:: Your objective ::
For the records below, give the number of lines that include the string "negative". Nothing else belongs in the answer.

*** Given data Section Begins ***

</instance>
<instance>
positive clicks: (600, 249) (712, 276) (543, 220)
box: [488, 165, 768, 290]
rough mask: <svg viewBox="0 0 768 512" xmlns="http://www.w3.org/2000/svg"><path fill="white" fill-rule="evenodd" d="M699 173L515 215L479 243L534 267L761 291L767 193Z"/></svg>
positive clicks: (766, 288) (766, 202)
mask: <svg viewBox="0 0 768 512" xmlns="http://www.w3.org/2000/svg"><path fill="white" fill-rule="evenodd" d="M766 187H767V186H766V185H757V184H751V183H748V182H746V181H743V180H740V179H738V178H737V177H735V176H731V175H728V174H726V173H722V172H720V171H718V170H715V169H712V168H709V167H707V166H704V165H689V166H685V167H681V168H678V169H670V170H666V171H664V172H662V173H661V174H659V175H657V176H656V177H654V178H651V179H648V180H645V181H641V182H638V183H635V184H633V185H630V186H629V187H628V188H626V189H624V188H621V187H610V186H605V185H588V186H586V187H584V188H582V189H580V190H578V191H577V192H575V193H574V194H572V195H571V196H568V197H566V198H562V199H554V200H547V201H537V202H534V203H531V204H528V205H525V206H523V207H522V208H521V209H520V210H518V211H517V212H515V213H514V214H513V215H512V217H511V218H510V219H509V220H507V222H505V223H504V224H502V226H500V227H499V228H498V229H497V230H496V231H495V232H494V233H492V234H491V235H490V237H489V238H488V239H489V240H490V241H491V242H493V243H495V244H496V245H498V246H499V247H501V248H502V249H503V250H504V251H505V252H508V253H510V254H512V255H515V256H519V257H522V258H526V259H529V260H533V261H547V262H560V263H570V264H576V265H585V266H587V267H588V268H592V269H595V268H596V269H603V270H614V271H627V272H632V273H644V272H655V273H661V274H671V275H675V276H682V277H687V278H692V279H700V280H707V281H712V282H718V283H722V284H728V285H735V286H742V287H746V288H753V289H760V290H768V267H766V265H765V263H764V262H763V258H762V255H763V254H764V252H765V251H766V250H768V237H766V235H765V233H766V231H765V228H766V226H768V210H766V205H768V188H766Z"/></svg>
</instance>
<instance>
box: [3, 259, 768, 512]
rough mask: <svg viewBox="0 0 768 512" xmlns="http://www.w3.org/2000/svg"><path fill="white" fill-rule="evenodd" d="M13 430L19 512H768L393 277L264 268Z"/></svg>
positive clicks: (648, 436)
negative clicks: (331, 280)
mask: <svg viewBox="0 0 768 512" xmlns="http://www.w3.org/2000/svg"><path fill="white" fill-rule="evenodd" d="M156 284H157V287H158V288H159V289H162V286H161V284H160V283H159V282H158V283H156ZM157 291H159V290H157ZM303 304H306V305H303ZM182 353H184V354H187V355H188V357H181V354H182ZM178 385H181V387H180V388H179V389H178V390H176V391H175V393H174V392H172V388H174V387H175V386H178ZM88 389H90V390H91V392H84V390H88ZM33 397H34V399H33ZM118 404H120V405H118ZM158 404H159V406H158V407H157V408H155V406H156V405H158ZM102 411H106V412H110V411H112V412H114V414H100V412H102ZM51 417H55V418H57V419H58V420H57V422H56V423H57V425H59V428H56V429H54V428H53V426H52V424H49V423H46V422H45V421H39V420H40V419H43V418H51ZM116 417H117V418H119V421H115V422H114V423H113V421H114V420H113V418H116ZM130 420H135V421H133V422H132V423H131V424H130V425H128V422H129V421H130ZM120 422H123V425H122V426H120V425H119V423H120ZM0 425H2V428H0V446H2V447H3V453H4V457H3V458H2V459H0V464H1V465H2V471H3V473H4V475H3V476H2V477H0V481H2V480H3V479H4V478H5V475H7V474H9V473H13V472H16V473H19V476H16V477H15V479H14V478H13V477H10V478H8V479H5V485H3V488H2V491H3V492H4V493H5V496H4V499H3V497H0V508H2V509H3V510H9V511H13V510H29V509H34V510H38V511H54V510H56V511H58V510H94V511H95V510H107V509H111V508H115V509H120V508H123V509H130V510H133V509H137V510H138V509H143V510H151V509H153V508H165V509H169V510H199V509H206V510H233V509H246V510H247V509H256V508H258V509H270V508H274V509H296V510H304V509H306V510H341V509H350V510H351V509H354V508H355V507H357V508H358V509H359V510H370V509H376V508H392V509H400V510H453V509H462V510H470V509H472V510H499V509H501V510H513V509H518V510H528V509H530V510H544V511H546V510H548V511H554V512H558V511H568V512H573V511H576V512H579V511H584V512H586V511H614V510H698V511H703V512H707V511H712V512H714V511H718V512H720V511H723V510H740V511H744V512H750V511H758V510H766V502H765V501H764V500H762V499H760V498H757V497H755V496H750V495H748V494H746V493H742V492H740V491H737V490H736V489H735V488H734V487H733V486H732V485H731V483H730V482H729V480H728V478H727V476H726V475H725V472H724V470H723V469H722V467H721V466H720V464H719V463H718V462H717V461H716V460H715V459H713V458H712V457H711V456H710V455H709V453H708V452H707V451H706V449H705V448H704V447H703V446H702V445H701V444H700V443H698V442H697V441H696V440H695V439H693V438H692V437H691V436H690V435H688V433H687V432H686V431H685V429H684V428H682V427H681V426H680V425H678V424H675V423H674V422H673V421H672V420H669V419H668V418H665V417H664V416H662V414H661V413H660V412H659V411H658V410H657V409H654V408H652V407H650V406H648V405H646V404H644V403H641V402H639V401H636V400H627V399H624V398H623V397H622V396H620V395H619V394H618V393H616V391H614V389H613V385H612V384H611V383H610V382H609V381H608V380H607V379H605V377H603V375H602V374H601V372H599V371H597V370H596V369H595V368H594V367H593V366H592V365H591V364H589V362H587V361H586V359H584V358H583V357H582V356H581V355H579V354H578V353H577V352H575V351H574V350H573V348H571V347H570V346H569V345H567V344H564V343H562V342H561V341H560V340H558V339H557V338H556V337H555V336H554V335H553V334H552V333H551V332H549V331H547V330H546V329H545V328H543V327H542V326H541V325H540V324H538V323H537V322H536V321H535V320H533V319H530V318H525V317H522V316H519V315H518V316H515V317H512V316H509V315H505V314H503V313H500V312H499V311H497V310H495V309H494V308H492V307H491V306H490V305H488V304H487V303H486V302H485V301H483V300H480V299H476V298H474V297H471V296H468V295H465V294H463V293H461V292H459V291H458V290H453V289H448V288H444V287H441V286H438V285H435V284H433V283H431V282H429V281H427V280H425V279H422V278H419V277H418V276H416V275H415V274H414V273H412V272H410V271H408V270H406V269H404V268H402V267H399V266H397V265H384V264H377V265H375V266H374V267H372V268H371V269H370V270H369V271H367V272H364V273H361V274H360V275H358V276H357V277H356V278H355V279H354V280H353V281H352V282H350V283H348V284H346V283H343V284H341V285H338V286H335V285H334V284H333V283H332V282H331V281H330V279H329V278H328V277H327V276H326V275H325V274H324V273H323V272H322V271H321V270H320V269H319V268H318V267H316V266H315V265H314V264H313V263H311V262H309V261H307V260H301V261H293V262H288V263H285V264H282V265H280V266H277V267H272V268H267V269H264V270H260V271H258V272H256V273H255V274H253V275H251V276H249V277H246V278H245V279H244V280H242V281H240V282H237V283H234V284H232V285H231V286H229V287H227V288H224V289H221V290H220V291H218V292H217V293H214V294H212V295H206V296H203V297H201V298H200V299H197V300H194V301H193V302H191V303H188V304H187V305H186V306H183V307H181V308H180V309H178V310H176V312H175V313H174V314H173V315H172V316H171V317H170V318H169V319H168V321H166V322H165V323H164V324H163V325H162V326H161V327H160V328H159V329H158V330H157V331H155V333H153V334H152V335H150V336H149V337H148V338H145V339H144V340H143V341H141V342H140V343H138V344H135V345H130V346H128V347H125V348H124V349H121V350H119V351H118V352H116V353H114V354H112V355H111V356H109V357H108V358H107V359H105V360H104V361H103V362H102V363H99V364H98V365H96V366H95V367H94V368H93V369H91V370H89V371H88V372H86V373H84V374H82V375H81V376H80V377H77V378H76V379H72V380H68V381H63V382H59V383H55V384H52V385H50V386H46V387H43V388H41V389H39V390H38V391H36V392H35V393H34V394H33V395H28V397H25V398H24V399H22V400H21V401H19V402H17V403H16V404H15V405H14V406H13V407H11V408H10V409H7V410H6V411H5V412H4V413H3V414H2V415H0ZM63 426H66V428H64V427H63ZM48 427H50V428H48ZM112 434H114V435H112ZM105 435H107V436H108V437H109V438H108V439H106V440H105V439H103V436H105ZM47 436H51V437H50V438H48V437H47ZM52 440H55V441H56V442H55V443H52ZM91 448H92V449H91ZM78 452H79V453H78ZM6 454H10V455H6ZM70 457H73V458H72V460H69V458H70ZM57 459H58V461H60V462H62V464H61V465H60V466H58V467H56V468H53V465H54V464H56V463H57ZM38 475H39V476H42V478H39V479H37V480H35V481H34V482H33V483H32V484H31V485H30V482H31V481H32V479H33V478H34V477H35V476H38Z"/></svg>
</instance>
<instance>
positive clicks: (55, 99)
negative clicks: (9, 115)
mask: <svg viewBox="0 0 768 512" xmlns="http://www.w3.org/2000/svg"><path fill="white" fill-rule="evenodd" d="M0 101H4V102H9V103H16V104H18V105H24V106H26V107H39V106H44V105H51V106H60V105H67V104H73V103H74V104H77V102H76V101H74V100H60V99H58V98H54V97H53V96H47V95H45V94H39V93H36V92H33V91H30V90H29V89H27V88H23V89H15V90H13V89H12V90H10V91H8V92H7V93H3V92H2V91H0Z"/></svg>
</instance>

*** Given data Section Ends ***

:: Response area ::
2